Please pull out every line of the listing below that contains the string "brim", treating uppercase and lowercase letters as distinct.

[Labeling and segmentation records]
>> BEGIN
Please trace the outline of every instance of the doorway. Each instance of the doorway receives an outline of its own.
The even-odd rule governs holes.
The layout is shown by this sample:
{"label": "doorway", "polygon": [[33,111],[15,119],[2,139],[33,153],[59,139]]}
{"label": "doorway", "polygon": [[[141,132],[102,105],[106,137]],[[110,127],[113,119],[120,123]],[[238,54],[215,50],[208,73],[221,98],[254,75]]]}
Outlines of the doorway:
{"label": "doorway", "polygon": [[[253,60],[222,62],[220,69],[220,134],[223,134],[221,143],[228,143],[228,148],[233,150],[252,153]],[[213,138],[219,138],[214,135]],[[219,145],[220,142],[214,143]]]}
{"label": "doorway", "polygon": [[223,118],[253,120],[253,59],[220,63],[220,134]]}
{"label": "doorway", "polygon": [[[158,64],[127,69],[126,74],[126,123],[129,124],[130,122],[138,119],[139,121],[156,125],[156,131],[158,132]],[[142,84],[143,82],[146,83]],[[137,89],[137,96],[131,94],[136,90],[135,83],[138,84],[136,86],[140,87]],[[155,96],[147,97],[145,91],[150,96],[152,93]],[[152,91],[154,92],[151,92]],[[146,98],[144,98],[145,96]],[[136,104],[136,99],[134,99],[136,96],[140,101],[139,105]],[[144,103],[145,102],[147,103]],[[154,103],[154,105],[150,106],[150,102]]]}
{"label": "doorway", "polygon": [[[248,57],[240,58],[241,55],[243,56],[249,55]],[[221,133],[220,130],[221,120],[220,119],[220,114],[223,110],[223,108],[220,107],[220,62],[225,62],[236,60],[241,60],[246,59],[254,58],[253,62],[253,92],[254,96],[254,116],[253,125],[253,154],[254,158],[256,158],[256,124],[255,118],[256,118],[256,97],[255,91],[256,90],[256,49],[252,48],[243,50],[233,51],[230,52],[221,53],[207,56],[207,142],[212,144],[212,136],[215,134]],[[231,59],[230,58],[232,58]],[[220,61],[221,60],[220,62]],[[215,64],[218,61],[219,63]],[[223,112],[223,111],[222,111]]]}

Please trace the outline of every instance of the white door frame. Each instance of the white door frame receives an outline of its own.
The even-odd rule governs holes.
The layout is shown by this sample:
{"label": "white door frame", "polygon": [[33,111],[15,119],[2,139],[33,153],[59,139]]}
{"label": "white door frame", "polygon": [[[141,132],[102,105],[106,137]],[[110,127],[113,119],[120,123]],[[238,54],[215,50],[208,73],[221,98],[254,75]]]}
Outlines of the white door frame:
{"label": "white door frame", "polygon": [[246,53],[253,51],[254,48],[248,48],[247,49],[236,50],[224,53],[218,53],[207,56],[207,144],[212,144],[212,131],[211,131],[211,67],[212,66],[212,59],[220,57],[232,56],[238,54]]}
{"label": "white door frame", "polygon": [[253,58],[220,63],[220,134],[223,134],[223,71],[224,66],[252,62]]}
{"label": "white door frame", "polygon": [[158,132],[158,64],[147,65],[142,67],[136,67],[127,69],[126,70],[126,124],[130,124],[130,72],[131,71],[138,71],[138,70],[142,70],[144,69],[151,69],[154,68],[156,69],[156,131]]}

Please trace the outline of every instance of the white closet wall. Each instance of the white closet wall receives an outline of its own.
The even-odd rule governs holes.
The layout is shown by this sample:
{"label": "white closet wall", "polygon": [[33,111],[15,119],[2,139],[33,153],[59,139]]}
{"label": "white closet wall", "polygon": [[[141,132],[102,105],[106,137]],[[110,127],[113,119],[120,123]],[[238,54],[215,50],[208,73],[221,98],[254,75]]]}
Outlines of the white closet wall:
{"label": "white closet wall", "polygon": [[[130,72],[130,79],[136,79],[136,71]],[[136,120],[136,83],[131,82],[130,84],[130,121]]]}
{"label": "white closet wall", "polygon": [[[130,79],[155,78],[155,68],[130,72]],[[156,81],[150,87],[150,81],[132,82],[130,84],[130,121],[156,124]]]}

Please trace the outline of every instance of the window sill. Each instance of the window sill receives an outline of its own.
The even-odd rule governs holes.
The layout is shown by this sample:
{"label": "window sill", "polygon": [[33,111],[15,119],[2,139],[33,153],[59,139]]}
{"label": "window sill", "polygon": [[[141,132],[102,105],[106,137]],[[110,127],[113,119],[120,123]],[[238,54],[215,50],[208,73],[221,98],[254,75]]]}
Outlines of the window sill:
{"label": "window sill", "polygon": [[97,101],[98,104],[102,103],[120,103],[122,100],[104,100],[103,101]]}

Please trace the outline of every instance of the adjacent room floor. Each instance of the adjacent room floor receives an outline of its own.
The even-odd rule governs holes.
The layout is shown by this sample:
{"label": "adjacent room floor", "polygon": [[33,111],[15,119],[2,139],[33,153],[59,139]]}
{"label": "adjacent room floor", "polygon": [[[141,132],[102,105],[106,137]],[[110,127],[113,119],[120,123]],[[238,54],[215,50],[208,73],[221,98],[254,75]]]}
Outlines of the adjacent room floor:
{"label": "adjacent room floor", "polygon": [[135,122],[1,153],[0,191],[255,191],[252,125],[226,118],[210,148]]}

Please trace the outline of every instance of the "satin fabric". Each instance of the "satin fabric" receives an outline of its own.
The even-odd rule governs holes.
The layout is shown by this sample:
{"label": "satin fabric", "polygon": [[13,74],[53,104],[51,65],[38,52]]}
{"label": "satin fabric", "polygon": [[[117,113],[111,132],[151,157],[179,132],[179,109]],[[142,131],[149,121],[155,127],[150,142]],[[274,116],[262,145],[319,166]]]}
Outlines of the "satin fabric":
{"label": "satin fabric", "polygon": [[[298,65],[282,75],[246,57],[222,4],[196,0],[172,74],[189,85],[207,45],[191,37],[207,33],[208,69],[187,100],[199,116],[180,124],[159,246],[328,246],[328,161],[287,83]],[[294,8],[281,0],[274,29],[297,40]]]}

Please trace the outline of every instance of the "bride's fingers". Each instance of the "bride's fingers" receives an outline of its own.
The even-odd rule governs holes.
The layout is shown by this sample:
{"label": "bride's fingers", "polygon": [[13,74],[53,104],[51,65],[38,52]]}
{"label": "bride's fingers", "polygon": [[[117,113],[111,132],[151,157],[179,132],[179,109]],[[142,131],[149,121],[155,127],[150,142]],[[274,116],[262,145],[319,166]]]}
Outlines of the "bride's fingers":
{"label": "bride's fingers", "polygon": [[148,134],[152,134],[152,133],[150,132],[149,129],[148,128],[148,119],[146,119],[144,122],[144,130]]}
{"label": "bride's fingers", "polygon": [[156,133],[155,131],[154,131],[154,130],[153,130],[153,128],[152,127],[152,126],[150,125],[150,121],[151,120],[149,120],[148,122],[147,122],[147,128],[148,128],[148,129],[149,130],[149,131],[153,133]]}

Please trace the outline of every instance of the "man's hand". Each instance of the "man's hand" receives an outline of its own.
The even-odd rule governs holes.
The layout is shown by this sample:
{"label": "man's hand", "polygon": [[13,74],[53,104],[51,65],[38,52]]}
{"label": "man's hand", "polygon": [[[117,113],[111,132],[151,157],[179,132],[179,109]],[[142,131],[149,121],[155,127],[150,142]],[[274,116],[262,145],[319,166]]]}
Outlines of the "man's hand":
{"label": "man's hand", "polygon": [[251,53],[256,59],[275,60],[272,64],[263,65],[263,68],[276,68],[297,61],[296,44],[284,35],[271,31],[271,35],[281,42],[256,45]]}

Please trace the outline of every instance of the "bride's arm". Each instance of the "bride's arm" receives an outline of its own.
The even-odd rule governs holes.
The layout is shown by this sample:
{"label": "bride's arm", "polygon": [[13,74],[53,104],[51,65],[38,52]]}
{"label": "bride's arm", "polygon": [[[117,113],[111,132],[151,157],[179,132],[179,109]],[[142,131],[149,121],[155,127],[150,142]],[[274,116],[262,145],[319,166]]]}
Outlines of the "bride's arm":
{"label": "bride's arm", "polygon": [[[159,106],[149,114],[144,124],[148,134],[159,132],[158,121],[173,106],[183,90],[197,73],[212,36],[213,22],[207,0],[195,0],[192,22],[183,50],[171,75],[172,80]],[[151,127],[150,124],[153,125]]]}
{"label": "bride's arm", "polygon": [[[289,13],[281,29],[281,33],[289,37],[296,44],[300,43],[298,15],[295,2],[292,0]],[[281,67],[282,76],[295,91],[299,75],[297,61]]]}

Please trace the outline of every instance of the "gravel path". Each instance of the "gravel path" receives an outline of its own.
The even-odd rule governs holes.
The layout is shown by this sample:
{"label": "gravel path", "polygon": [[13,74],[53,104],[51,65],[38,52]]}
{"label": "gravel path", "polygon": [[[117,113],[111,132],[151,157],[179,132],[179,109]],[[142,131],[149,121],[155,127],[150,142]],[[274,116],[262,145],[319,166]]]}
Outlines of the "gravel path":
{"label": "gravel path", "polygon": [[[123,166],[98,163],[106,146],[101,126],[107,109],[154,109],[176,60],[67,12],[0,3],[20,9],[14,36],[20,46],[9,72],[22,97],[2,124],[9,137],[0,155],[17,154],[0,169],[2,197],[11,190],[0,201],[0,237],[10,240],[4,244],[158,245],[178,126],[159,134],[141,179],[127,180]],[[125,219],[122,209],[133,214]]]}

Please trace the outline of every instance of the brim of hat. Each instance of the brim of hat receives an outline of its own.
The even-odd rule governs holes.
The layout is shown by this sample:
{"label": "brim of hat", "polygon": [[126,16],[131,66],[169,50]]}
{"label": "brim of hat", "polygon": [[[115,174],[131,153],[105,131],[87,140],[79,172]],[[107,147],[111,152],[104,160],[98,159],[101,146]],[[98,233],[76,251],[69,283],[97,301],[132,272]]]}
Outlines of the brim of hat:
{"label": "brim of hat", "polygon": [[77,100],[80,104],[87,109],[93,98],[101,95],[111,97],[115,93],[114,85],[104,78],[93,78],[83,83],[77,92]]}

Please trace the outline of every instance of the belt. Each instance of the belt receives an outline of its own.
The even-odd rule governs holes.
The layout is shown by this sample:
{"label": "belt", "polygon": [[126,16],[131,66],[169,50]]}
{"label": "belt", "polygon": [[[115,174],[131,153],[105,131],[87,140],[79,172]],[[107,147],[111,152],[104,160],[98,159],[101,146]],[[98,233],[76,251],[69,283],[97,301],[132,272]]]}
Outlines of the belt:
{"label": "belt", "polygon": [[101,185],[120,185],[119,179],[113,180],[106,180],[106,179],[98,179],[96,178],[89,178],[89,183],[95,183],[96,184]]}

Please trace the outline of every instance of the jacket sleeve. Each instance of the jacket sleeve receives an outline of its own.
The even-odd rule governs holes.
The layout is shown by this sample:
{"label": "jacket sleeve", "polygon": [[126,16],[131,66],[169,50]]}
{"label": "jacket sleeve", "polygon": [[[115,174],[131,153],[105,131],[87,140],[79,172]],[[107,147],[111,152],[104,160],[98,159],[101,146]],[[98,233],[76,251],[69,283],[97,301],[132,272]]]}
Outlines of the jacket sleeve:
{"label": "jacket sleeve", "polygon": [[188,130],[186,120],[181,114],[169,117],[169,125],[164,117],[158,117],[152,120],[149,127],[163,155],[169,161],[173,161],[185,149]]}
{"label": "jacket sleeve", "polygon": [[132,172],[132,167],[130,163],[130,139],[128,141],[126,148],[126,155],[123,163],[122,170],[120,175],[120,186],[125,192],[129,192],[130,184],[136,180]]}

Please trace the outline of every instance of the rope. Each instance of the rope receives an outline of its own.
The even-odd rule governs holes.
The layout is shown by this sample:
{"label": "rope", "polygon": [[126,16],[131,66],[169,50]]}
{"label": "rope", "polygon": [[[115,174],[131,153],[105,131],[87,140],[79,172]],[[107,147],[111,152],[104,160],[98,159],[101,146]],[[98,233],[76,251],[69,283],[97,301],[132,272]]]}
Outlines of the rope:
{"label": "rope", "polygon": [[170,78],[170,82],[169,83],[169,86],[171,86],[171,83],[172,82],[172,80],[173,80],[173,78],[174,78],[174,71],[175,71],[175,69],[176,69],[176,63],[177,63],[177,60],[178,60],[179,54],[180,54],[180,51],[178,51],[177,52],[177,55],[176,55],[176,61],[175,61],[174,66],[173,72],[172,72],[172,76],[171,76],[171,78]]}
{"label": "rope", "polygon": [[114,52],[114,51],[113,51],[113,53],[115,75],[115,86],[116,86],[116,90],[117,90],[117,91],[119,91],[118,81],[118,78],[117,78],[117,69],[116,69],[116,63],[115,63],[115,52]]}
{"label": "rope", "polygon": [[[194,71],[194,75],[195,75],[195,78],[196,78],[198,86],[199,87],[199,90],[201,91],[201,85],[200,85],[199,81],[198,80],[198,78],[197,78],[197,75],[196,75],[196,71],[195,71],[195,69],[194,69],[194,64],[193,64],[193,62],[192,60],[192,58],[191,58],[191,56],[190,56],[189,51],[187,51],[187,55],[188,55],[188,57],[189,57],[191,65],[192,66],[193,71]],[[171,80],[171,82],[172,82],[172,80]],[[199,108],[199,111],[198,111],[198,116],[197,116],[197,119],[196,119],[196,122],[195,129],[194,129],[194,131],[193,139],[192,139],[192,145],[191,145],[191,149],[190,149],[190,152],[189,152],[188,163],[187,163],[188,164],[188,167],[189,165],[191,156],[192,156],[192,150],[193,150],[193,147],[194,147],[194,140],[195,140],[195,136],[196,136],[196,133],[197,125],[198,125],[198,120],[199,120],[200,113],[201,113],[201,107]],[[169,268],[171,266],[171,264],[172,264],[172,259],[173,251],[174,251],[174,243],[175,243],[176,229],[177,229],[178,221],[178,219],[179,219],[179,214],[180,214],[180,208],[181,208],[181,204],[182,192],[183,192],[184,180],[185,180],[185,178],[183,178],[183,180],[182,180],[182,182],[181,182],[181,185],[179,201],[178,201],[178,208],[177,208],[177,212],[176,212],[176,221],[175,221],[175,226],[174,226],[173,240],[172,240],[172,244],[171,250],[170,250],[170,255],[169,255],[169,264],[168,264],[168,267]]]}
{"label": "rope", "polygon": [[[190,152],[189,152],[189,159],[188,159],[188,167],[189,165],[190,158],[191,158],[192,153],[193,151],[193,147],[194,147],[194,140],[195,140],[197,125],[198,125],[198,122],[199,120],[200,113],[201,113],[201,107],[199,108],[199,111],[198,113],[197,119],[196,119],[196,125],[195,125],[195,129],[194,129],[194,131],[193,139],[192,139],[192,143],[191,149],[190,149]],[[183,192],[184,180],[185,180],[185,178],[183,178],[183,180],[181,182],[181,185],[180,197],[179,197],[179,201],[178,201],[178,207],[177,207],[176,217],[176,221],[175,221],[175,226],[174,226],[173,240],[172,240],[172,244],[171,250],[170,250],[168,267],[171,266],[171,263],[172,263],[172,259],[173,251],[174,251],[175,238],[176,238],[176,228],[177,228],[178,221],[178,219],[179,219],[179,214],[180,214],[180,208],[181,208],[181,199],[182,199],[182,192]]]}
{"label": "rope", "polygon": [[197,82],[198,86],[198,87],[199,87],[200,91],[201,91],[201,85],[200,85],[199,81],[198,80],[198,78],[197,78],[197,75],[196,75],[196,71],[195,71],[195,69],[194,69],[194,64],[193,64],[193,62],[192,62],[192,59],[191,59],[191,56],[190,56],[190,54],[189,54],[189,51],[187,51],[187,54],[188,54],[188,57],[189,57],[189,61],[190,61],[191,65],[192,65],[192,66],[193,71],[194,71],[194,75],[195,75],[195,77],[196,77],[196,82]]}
>> END
• **Correct output**
Please trace the outline of every instance of the brim of hat. Each instance of the brim of hat receives an outline of its own.
{"label": "brim of hat", "polygon": [[126,16],[131,66],[169,50]]}
{"label": "brim of hat", "polygon": [[[115,174],[131,153],[105,131],[87,140],[79,172]],[[107,147],[111,152],[104,160],[98,159],[101,146]],[[98,233],[76,251],[69,283],[97,301],[132,272]]]}
Outlines of the brim of hat:
{"label": "brim of hat", "polygon": [[77,100],[80,104],[87,109],[93,98],[101,95],[111,97],[115,93],[114,85],[104,78],[93,78],[83,83],[77,92]]}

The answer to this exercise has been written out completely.